** Opening SUPPLIED INFORMATION block **

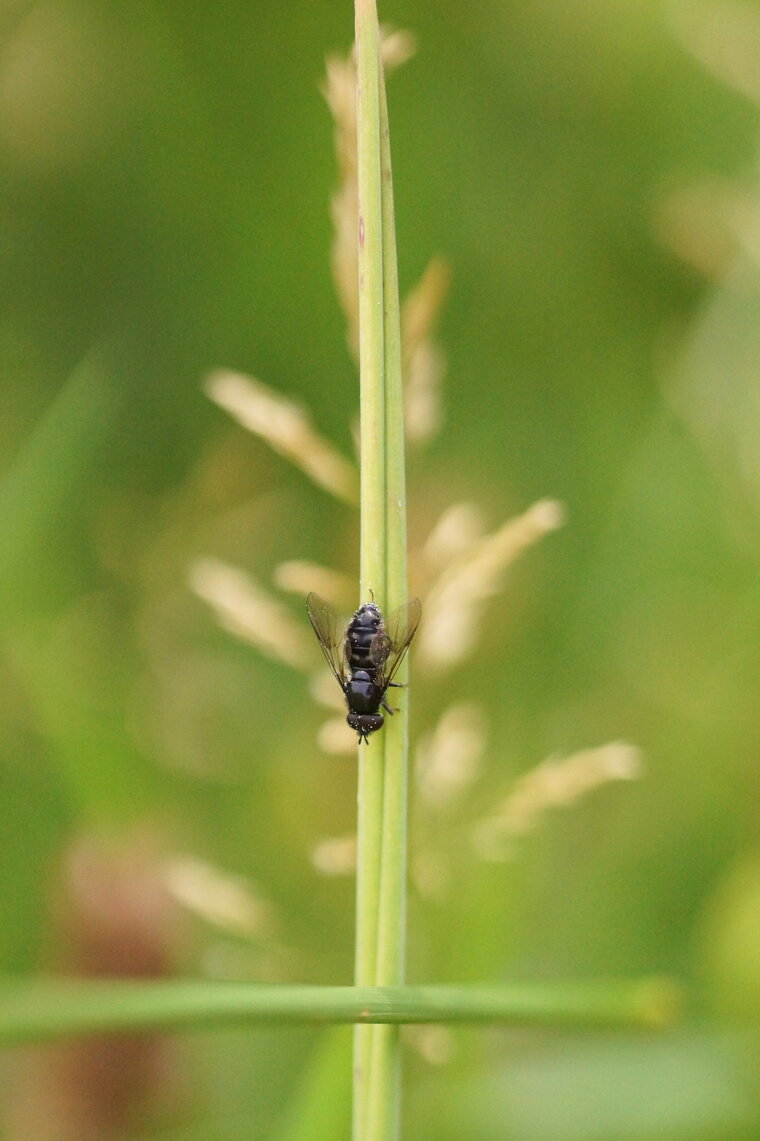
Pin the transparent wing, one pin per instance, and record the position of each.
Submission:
(330, 636)
(390, 645)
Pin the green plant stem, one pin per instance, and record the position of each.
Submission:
(382, 1115)
(372, 467)
(39, 1010)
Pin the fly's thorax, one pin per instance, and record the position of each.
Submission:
(361, 634)
(363, 694)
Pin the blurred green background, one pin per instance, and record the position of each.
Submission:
(589, 170)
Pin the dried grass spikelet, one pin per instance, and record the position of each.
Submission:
(247, 611)
(339, 91)
(552, 784)
(113, 917)
(457, 532)
(449, 759)
(455, 599)
(286, 428)
(223, 900)
(725, 38)
(299, 576)
(700, 224)
(336, 856)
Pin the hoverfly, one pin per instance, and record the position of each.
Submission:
(365, 656)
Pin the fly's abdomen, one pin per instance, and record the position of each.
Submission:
(363, 695)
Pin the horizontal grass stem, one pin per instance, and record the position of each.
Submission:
(42, 1010)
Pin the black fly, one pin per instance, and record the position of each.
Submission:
(365, 656)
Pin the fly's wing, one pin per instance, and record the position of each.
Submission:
(329, 634)
(390, 645)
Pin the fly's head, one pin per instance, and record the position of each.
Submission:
(364, 723)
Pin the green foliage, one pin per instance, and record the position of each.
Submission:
(167, 171)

** Closing SUPPLIED INFORMATION block **

• [WORK TASK] Return the entries above exactly as they appear. Pictures should not be copied.

• [RESULT OF THE TASK]
Pin the transparent wing, one pin per instance, and record the position of each.
Submission:
(330, 636)
(390, 645)
Pin the green plant stem, one pin per instance, and record the position of each.
Submission:
(382, 1115)
(372, 467)
(39, 1010)
Pin the fly's thorax, one pin per instance, and record the position of each.
Submission:
(361, 634)
(363, 694)
Pin the blurred green background, one pin per instance, and record the position of each.
Submission:
(589, 170)
Pin the dried grass spikelet, one pin per instance, and record the position of each.
Submission:
(247, 611)
(339, 91)
(552, 784)
(113, 917)
(457, 532)
(449, 759)
(455, 599)
(286, 428)
(223, 900)
(725, 38)
(299, 576)
(700, 224)
(336, 856)
Pin the hoverfly, one pin per instance, and record the position of each.
Submission:
(365, 656)
Pin the fly's abdomen, one pin per instance, and record the position of each.
Submission:
(363, 695)
Pin the horizontal grass stem, one pin per instance, and record the position of each.
Submission:
(42, 1010)
Pin the black fly, one pin per instance, and record the position of each.
Submission:
(365, 656)
Pin the fly's wing, one pin per instance, and record the position of each.
Submission:
(329, 634)
(390, 645)
Pin the fly's head, one pin per instance, and record the position of each.
Submission:
(364, 723)
Pin the green foliage, one pin per instance, and record the position of each.
Submission:
(167, 171)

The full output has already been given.